▸ Task requirements: Return the data exactly, apart from leaving out the pictures.

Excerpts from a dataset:
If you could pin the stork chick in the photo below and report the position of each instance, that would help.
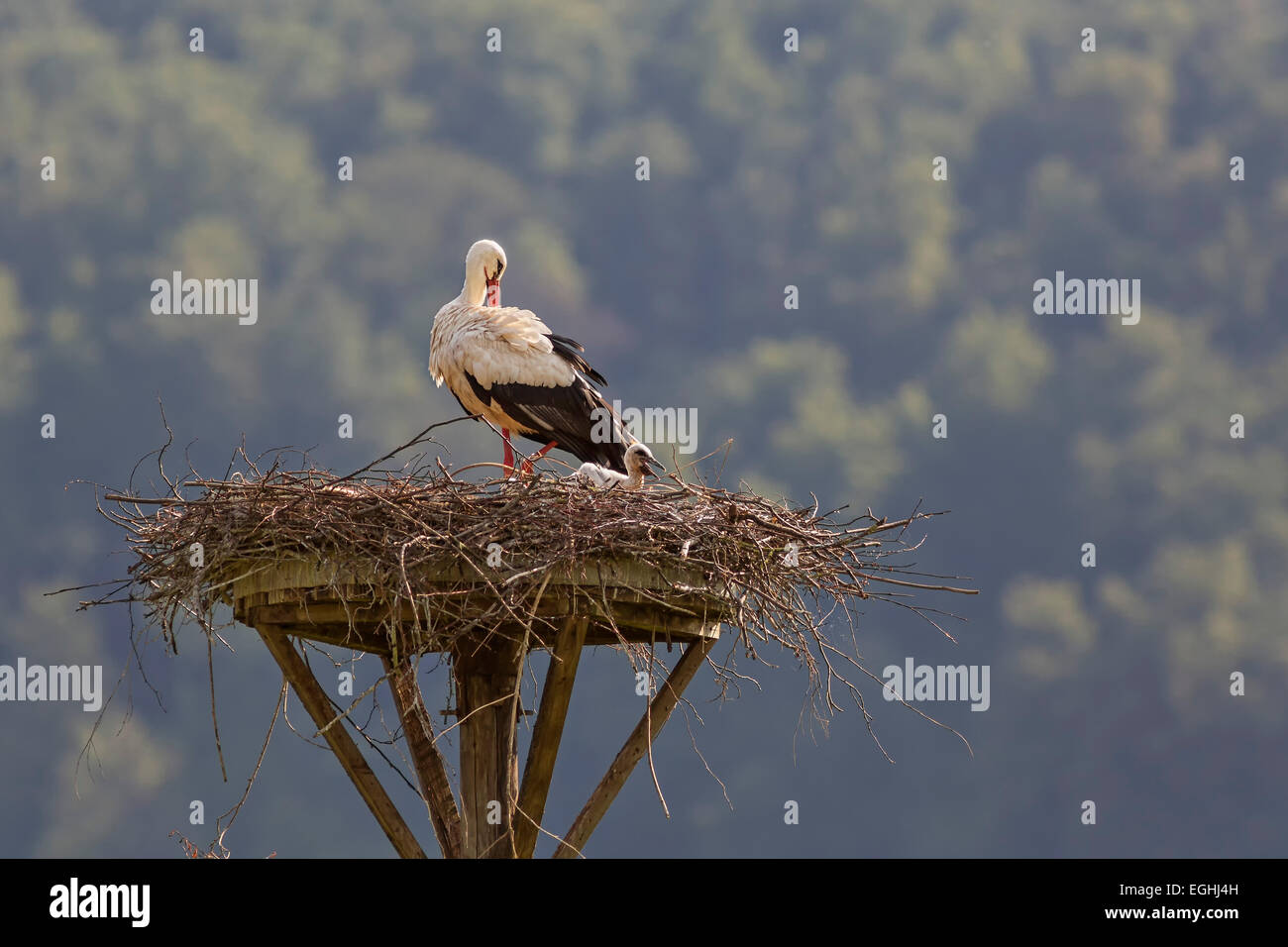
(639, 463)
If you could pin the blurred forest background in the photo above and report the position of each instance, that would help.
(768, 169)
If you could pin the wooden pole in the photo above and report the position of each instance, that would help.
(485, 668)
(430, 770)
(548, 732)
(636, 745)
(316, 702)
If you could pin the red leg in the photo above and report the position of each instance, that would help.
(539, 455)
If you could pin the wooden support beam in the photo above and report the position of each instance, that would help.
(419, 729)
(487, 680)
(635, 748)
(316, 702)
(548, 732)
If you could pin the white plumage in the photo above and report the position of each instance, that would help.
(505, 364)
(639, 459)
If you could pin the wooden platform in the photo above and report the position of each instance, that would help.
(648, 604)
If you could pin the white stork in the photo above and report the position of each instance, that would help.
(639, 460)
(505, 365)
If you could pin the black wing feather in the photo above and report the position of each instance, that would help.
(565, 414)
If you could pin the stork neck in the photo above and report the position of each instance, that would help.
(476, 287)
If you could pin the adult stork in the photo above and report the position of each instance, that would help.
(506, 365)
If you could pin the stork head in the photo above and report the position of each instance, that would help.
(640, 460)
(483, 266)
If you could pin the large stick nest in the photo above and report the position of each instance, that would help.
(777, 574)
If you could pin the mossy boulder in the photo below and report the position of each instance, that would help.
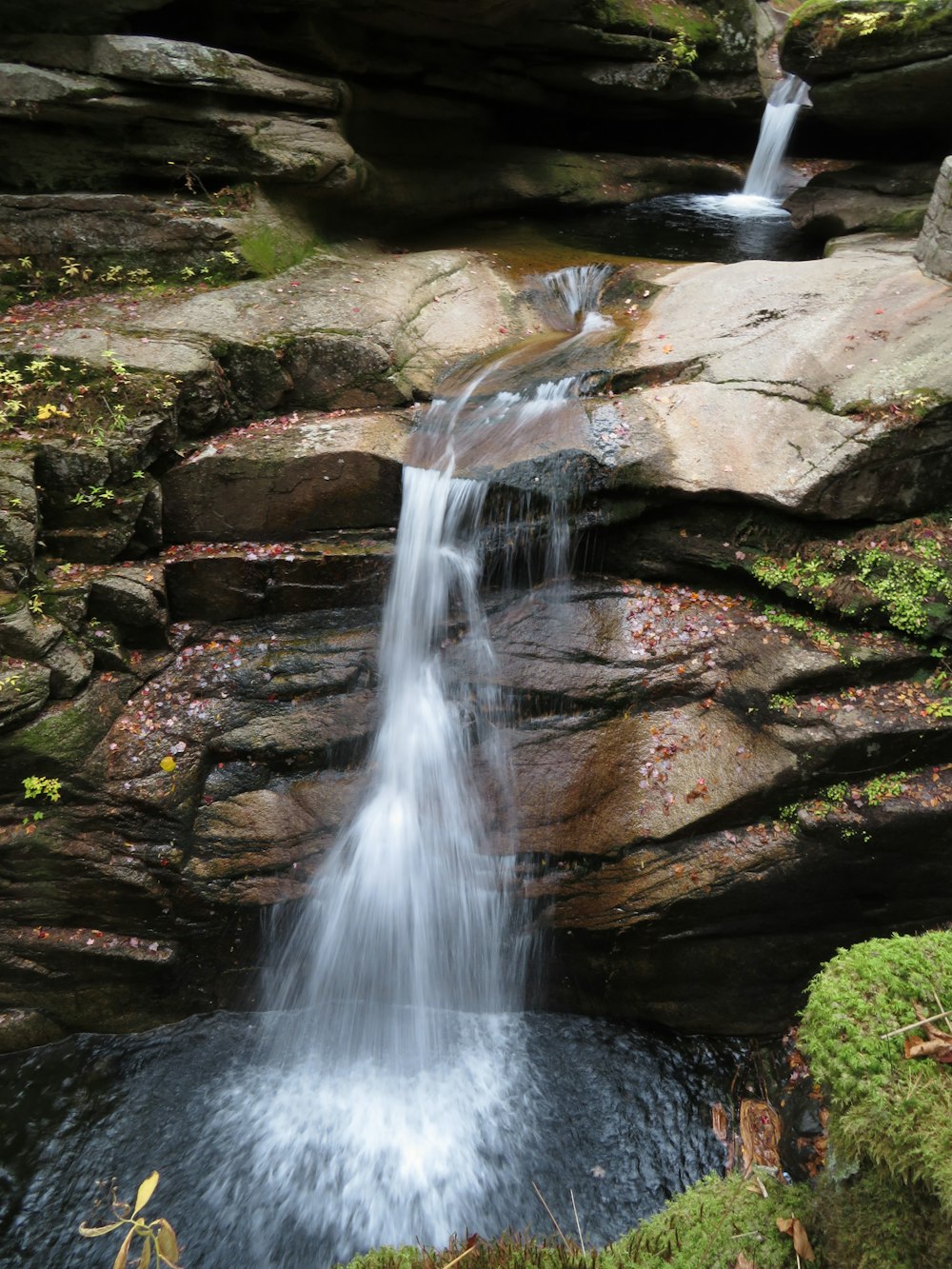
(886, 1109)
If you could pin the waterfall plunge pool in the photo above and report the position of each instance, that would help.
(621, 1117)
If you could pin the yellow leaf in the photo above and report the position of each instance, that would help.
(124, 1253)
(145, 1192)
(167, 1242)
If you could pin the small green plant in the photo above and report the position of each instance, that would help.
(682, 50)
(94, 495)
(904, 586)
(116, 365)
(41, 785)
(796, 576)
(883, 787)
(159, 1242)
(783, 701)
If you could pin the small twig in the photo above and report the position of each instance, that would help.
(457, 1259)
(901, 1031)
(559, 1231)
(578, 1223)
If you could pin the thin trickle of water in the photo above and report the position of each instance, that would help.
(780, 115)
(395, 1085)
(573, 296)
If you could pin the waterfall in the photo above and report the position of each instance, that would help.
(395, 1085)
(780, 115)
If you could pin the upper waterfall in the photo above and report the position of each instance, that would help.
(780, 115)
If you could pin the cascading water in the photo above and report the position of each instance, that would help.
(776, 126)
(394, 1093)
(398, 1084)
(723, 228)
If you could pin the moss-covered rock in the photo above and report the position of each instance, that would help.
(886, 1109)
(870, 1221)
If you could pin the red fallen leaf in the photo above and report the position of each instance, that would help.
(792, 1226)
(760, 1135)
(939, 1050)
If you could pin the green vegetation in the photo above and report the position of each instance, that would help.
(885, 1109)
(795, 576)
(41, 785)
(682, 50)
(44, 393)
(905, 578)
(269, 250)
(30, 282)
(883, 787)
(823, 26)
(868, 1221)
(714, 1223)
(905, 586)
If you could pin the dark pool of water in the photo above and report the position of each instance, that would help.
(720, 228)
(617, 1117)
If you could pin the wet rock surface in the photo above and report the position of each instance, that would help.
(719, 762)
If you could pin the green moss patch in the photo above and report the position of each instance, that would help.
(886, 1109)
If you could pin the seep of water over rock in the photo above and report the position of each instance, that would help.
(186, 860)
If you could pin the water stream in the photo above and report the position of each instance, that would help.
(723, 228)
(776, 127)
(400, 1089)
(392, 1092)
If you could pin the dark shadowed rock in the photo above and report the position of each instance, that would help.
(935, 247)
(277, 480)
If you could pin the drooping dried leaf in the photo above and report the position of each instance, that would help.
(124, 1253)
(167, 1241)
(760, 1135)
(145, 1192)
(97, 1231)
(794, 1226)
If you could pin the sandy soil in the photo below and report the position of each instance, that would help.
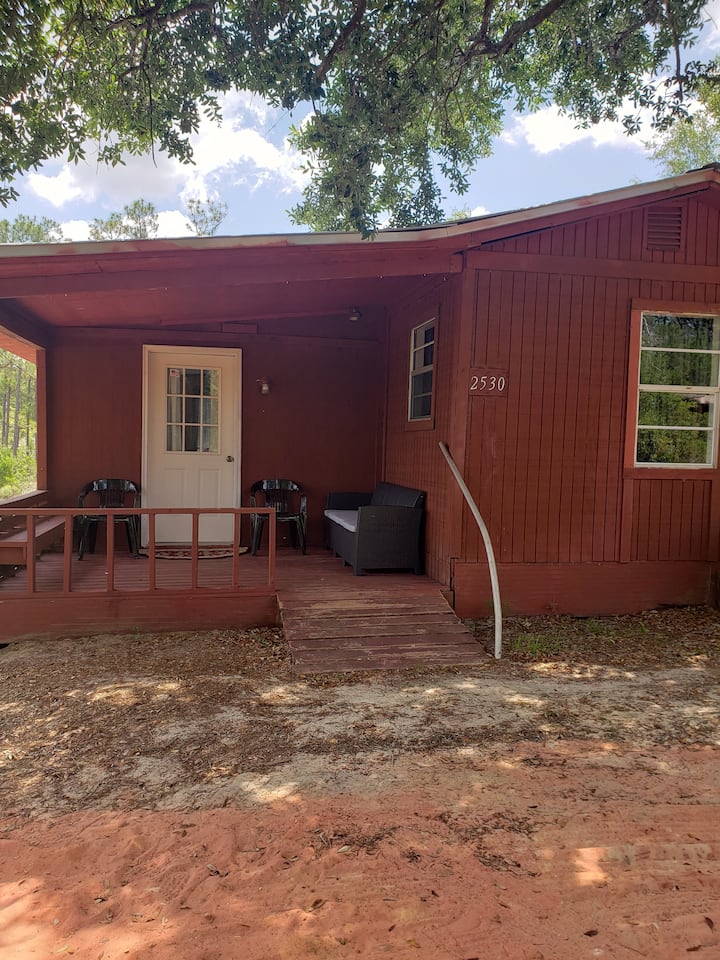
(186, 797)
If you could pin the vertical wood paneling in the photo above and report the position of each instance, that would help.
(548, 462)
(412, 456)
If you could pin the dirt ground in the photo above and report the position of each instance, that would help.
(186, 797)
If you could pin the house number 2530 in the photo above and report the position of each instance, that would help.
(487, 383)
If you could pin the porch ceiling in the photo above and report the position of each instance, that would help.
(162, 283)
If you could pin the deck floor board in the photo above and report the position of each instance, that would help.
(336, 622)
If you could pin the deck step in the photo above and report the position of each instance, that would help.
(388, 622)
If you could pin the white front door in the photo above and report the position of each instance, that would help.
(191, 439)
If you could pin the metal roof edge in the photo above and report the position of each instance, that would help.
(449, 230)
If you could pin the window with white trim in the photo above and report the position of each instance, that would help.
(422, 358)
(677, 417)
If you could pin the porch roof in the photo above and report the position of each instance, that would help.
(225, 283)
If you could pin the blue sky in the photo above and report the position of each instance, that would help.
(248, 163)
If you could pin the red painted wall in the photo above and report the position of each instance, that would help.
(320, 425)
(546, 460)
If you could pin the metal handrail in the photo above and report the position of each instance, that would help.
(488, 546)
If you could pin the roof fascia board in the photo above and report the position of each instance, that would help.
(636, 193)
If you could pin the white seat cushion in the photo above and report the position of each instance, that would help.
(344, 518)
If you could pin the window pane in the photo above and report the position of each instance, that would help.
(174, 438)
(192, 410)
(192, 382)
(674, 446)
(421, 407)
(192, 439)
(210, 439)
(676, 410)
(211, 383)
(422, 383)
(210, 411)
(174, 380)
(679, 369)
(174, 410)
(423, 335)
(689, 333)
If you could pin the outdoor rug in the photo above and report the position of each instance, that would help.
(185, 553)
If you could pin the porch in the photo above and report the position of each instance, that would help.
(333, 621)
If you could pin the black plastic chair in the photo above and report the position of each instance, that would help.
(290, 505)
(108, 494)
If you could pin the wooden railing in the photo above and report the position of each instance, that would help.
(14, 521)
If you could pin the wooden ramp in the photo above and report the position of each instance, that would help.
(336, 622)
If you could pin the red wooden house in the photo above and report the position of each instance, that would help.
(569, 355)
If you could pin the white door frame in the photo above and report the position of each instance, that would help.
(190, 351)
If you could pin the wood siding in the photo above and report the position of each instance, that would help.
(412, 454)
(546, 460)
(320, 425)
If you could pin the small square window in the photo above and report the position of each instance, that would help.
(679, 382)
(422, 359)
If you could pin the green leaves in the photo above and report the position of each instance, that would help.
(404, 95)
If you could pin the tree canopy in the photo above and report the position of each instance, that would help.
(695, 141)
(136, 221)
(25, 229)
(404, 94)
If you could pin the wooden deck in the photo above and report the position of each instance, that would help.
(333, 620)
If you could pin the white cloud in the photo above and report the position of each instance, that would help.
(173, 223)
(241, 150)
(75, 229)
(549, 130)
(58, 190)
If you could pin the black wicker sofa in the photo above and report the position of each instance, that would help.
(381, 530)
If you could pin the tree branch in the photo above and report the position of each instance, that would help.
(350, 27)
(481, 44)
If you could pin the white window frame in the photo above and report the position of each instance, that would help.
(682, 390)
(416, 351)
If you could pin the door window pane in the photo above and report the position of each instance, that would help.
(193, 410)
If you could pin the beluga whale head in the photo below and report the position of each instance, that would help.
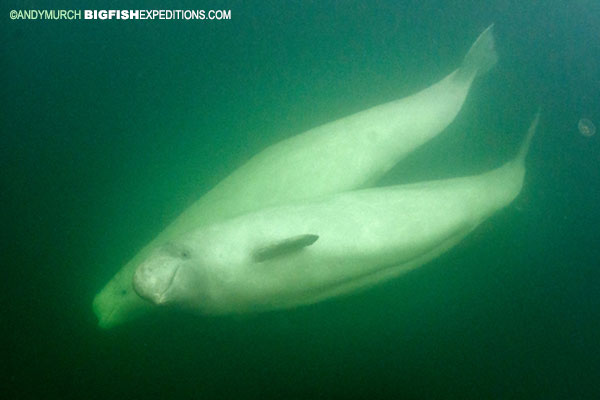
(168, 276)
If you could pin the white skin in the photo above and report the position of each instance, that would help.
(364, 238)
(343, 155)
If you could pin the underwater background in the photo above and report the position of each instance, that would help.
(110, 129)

▸ Task solution:
If you could pin the stork chick in the photo below and report the position of each instance, that would help.
(639, 463)
If you could pin the blurred forest background in the photo above and report the position of each instance, that would help.
(768, 169)
If you could pin the wooden pole in the photo above and report the position of each instance, that would help.
(485, 668)
(430, 770)
(548, 732)
(636, 745)
(316, 702)
If you could pin the red leg in the photo above and report the position of each instance, that would help.
(539, 455)
If you could pin the wooden support beam in the photo above and report the position of each instance, that would help.
(419, 729)
(487, 680)
(635, 748)
(316, 702)
(548, 732)
If you could pin the white plumage in the photo above and report the position of each instance, that would help.
(505, 364)
(639, 459)
If you could pin the wooden platform in the photo above and report the position of each instance, that would help.
(648, 604)
If you could pin the white stork in the photo above and report the position of each instance, that would help.
(639, 460)
(505, 365)
If you could pin the black wing feather in the photo above and report the position of each instance, that would help.
(565, 414)
If you could pin the stork neck in the photo above and report the position of each instance, that would help.
(476, 287)
If you could pin the adult stork in the photo above and report the position of each instance, that would help.
(506, 365)
If you could pin the stork head in the photo above and report the position of each instance, that would help.
(640, 460)
(483, 266)
If you could pin the large stick nest in the photo above and report the position of each instance, that would help.
(777, 574)
If you could pin the mossy boulder in the photo below and report the position of each instance, that would help.
(886, 1109)
If you could pin the waterfall plunge pool in the photo above and report the position of each instance, that would help.
(621, 1117)
If you could pin the yellow leaf in the photo above and report the position of each instance, that would help.
(124, 1253)
(145, 1192)
(167, 1242)
If you could pin the small green plant in the photo above and report the position of each instance, that would help.
(682, 50)
(94, 495)
(904, 586)
(116, 365)
(41, 785)
(796, 576)
(883, 787)
(159, 1242)
(783, 701)
If you could pin the small twig in the photo above and report the position of each instance, that would help.
(457, 1259)
(901, 1031)
(559, 1231)
(578, 1223)
If you could pin the thin trickle of water in the photo above and report the position of each instance, that would help.
(780, 115)
(395, 1085)
(573, 296)
If you could pin the waterfall in the photo above and report the position of each instance, that would help.
(395, 1085)
(780, 115)
If you could pin the upper waterfall in the photo above and report the position of each instance, that would help.
(780, 115)
If you could pin the cascading water in the photo above and report the position of each instance, that would help.
(776, 126)
(394, 1093)
(398, 1084)
(723, 228)
If you could pin the moss-covered rock in the photo above and report the position of each instance, that would help.
(886, 1109)
(870, 1221)
If you could pin the red fallen leaf in the photo above and report the position of each instance, that would help.
(792, 1226)
(760, 1135)
(939, 1050)
If you could pin the green vegetation in the photo above and report the position of each instance, that would help.
(885, 1109)
(795, 576)
(41, 785)
(682, 50)
(44, 393)
(905, 578)
(269, 250)
(30, 282)
(883, 787)
(823, 26)
(868, 1221)
(714, 1223)
(905, 586)
If you could pin the dark pool of water in the photo above and report the position of each instance, that would help.
(720, 228)
(617, 1117)
If you could pin the wet rock surface in the photo above and report the position of each instance, that would help.
(719, 762)
If you could pin the green moss patch in the photo above and report the position of each instance, that would help.
(886, 1109)
If you could pin the seep of water over rock in the photo above and report the position of each instance, that would help.
(186, 860)
If you could pin the water stream in the photo above and report the position of each instance, that would help.
(723, 228)
(776, 127)
(400, 1089)
(392, 1092)
If you could pin the dark shadowed rock in the photo above and report the position of each instance, that would help.
(935, 247)
(277, 480)
If you could pin the drooping dried leaf in the photo above and report the position of each instance, that would help.
(124, 1253)
(167, 1241)
(760, 1135)
(145, 1192)
(97, 1231)
(794, 1226)
If you could pin the sandy soil in the photo below and report the position of each instance, that would help.
(186, 797)
If you could pin the vertical wood paneling in the photo above and report the position of each instance, that would help.
(548, 462)
(412, 456)
If you could pin the dirt ground in the photo above and report the position of each instance, that would help.
(186, 797)
If you could pin the house number 2530 in the photo above and report the position of each instance, that would help.
(487, 383)
If you could pin the porch ceiling in the photo above and report the position of each instance, that would help.
(162, 283)
If you could pin the deck floor board in the photo above and report the position of each instance, that would help.
(336, 622)
If you could pin the deck step in the photo above and report the position of each instance, that would help.
(388, 622)
If you could pin the white front door in the photo above and report the position of each instance, that would help.
(191, 439)
If you could pin the metal roof edge in the photo above and report the position of each instance, that would help.
(449, 230)
If you could pin the window with white trim in the photo above and report the position of each instance, that would help.
(422, 358)
(677, 417)
If you could pin the porch roof in the photo above and report the position of each instance, that would help.
(225, 283)
If you could pin the blue sky in the photo above and report the position of each instance, that would help.
(248, 163)
If you could pin the red painted wall in the photo above and report the position of each instance, that would help.
(320, 425)
(546, 460)
If you could pin the metal handrail in the photo above and report the position of each instance, that would help.
(488, 546)
If you could pin the roof fascia board in the photo above and report the position of each instance, that would help.
(636, 193)
If you could pin the white seat cushion in the photo above and report the position of each instance, that would help.
(344, 518)
If you could pin the window pane in the photo above and report the position of each instance, that would help.
(174, 438)
(192, 410)
(192, 382)
(674, 446)
(421, 407)
(192, 439)
(210, 439)
(676, 410)
(211, 383)
(422, 383)
(210, 411)
(174, 380)
(679, 369)
(174, 410)
(423, 335)
(689, 333)
If you could pin the outdoor rug in the photo above and report the position of each instance, that would help.
(185, 553)
If you could pin the porch in the photo above and report the position of each instance, that would help.
(333, 621)
If you could pin the black plastic chair in the photo above and report the position of each instance, that would help.
(290, 505)
(108, 494)
If you could pin the wooden railing in the photo above and report the position of each instance, that would help.
(14, 521)
If you could pin the wooden ramp in the photo above and report the position of each instance, that would help.
(336, 622)
If you could pin the red wooden house in the photo above and report the position of each instance, that would help.
(569, 355)
If you could pin the white door frame in the photo above and report the position of each instance, that would help.
(190, 351)
If you could pin the wood siding in the photo above and report the position of each instance, that would help.
(412, 454)
(546, 460)
(320, 425)
If you could pin the small square window in the photo above and report the position of each instance, that would help.
(679, 382)
(422, 359)
If you could pin the green leaves in the photo above and report the position of each instance, that would help.
(404, 95)
If you could pin the tree canopy in the photo above and report the position of each instance, that would help.
(695, 141)
(136, 221)
(25, 229)
(404, 94)
If you could pin the wooden deck in the photo above and report the position of each instance, that would help.
(333, 620)
If you could pin the white cloud in the photo above and report the position of each instance, that would help.
(173, 223)
(241, 150)
(75, 229)
(549, 130)
(58, 190)
If you could pin the black wicker sofa in the photo above and report the position of each instance, that would help.
(381, 530)
If you could pin the tree branch in the photo above and report the position of each instance, that would help.
(350, 27)
(481, 44)
If you could pin the white window frame in the photo above and report the position of each instance, that would help.
(682, 390)
(416, 351)
If you could pin the door window pane in the photo above and report the position of each instance, that would help.
(193, 410)
If you could pin the beluga whale head in the photo below and report the position of each instance, that would help.
(168, 276)
If you could pin the white skin in the photo above and report the position of each instance, that would help.
(364, 238)
(343, 155)
If you could pin the underwater background in the photo above and report the position of each instance, that would help.
(110, 129)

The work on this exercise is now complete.